Dataset entries
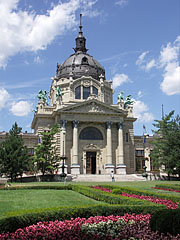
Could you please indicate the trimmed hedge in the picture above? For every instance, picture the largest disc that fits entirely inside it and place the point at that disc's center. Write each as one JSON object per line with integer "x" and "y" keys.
{"x": 118, "y": 190}
{"x": 109, "y": 197}
{"x": 165, "y": 221}
{"x": 66, "y": 187}
{"x": 169, "y": 186}
{"x": 23, "y": 219}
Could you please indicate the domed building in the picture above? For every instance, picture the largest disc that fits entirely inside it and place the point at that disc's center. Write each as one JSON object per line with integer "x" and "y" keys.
{"x": 96, "y": 135}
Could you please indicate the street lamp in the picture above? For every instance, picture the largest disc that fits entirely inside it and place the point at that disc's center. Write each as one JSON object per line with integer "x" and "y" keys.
{"x": 63, "y": 158}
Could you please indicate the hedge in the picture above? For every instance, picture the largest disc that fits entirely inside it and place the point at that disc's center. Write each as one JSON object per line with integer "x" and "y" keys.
{"x": 169, "y": 186}
{"x": 24, "y": 218}
{"x": 166, "y": 221}
{"x": 108, "y": 197}
{"x": 119, "y": 190}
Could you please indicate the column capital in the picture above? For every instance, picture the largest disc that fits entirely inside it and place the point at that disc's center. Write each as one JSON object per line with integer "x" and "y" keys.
{"x": 120, "y": 125}
{"x": 75, "y": 124}
{"x": 63, "y": 124}
{"x": 108, "y": 125}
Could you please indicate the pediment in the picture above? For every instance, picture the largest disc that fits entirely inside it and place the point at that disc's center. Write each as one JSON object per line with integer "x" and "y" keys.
{"x": 92, "y": 106}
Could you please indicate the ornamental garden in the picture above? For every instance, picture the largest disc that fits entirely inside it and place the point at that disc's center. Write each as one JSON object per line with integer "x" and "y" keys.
{"x": 117, "y": 210}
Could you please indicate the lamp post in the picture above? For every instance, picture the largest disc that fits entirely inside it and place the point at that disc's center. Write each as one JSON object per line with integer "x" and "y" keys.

* ABOUT THIS EXERCISE
Pictures stay out of this copy; write out the entries above exactly.

* RESULT OF THIS EXERCISE
Could you please indicate the trimmed hedge in the picture above? For every instance, picture the largest disc that fits entirely inside it and place the point at that disc's center. Write each as one JSON object per line with integer "x" and "y" keys.
{"x": 118, "y": 190}
{"x": 109, "y": 197}
{"x": 165, "y": 221}
{"x": 66, "y": 187}
{"x": 169, "y": 186}
{"x": 23, "y": 219}
Could you please indicate the domed building in the picture above? For every instance, picture the largest disc that fits entirely inside it and place the point at that disc's center. Write each as one JSON object per line with integer "x" and "y" keys.
{"x": 96, "y": 135}
Could you please indicate the street lamp in the picture above? For every instance, picture the largest disc that fits entirely inside it and place the point at that disc's center. Write each as one JSON object per line with integer "x" and "y" keys.
{"x": 63, "y": 158}
Could you please indicate the hedge in the picture above? For every instance, picture the largest disc that fits entirely inside it and place the point at that disc's center. Write each as one JSON object per line with integer "x" and "y" keys.
{"x": 169, "y": 186}
{"x": 24, "y": 218}
{"x": 166, "y": 221}
{"x": 108, "y": 197}
{"x": 119, "y": 190}
Could you please indicate the column capital in the picture above? For every instance, picture the largest disc that fits entirely inside it and place the point at that disc's center. Write each as one JSON object per line with integer "x" and "y" keys.
{"x": 120, "y": 125}
{"x": 75, "y": 124}
{"x": 63, "y": 124}
{"x": 108, "y": 125}
Could you please indicate the pediment in the picture above? For every instance, picture the largest disc that fits entirely inside it and place the point at that disc's center. Write each as one JSON object per line with integer "x" and "y" keys.
{"x": 92, "y": 106}
Could you please indicate the ornamental garden in the picture above? For every instance, picture the largest disc that fits entirely inside it and place the point at that disc's center. Write each as one JSON object per line with integer "x" and "y" keys.
{"x": 117, "y": 210}
Could you please indicate the lamp post in the picture above? For every instance, picture the largest disc that fits entirely inside it and place the point at that disc's center. Write each as one JSON object per line with integer "x" and "y" keys.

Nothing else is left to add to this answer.